Contour labeling items:
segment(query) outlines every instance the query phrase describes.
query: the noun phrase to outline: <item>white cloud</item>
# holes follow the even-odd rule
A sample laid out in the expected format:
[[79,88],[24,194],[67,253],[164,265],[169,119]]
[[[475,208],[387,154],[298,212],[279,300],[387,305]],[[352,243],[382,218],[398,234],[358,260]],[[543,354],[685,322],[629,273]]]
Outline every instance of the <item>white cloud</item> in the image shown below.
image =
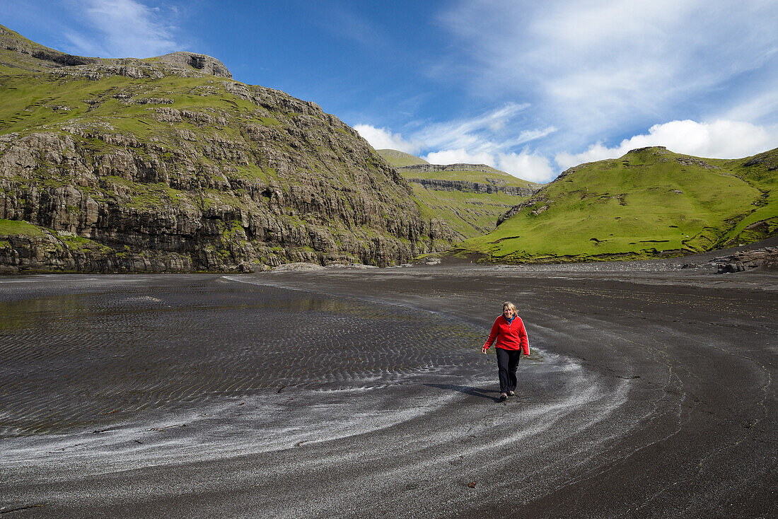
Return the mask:
[[68,51],[101,58],[149,58],[182,50],[166,22],[173,14],[135,0],[78,2],[87,33],[67,32]]
[[514,177],[532,182],[548,182],[554,180],[558,174],[551,167],[551,162],[547,157],[527,152],[499,153],[497,156],[496,167]]
[[[712,120],[775,92],[776,8],[773,0],[461,0],[441,19],[471,61],[447,79],[482,98],[531,102],[534,121],[561,128],[562,149],[651,121]],[[776,114],[774,103],[747,108],[738,120]]]
[[376,128],[370,124],[355,124],[354,129],[376,149],[397,149],[411,154],[419,153],[420,146],[418,142],[407,141],[400,134],[392,133],[385,128]]
[[494,156],[491,153],[485,152],[469,153],[464,148],[433,152],[427,153],[422,158],[433,164],[464,163],[491,165],[494,163]]
[[710,123],[671,121],[652,126],[647,134],[626,139],[618,146],[608,148],[598,142],[581,153],[559,153],[555,160],[562,169],[566,169],[584,162],[617,158],[636,148],[657,146],[696,156],[736,159],[778,146],[778,127],[768,128],[727,120]]

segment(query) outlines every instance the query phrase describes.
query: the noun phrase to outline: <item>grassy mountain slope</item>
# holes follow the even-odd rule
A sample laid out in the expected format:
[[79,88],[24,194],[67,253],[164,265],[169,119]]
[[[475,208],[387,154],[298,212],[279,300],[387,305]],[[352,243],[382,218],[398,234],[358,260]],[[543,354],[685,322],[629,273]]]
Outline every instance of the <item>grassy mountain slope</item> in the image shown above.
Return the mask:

Problem details: Reproduce all the rows above with every "noun phrase" swapped for "descriptive phrase", leaving everything else unchanged and omitting the pictures.

Solution:
segment(query) outlines every instance the query phrase describes.
query: the descriptive phrase to outline: <item>white cloud</item>
# holes follow the even-odd rule
A sample laid out in the expected format:
[[79,88],[24,194],[67,253],[164,265],[169,119]]
[[[475,208],[387,154],[298,212],[279,300],[387,305]],[[352,243],[382,218],[398,234],[358,260]],[[543,354],[685,322],[629,273]]]
Outline every instance of the <item>white cloud</item> in the image shown below.
image =
Return the mask:
[[68,51],[101,58],[149,58],[182,50],[166,22],[173,14],[135,0],[78,2],[87,33],[67,32]]
[[514,177],[532,182],[548,182],[554,180],[558,174],[551,167],[551,162],[547,157],[527,152],[499,153],[497,156],[496,167]]
[[[712,120],[775,92],[776,8],[773,0],[461,0],[441,19],[471,61],[447,79],[482,98],[531,102],[534,121],[561,128],[562,149],[651,121]],[[776,114],[774,103],[747,108],[738,120]]]
[[376,128],[370,124],[355,124],[354,129],[376,149],[397,149],[411,154],[419,153],[420,146],[418,142],[407,141],[400,134],[392,133],[385,128]]
[[494,156],[491,153],[485,152],[469,153],[464,148],[433,152],[427,153],[422,158],[433,164],[464,163],[491,165],[494,163]]
[[710,123],[671,121],[652,126],[647,134],[626,139],[618,146],[608,148],[598,142],[581,153],[559,153],[555,160],[562,169],[566,169],[584,162],[617,158],[636,148],[657,146],[696,156],[736,159],[778,146],[778,127],[768,128],[727,120]]

segment(query) outlines every instance the query phrase describes.
query: the descriptive phrase to outline: <item>grassy mountain slope</item>
# holes follow the even-odd rule
A sample laid out in the expected format:
[[79,88],[24,194],[67,253],[164,265],[169,119]]
[[[475,208],[387,154],[298,212],[279,300],[387,305]],[[352,243],[382,218],[398,234],[358,260]],[[543,354],[685,322],[629,273]]]
Outline every instance of the <item>grassy mountain slope</item> in the image shown above.
Return the mask:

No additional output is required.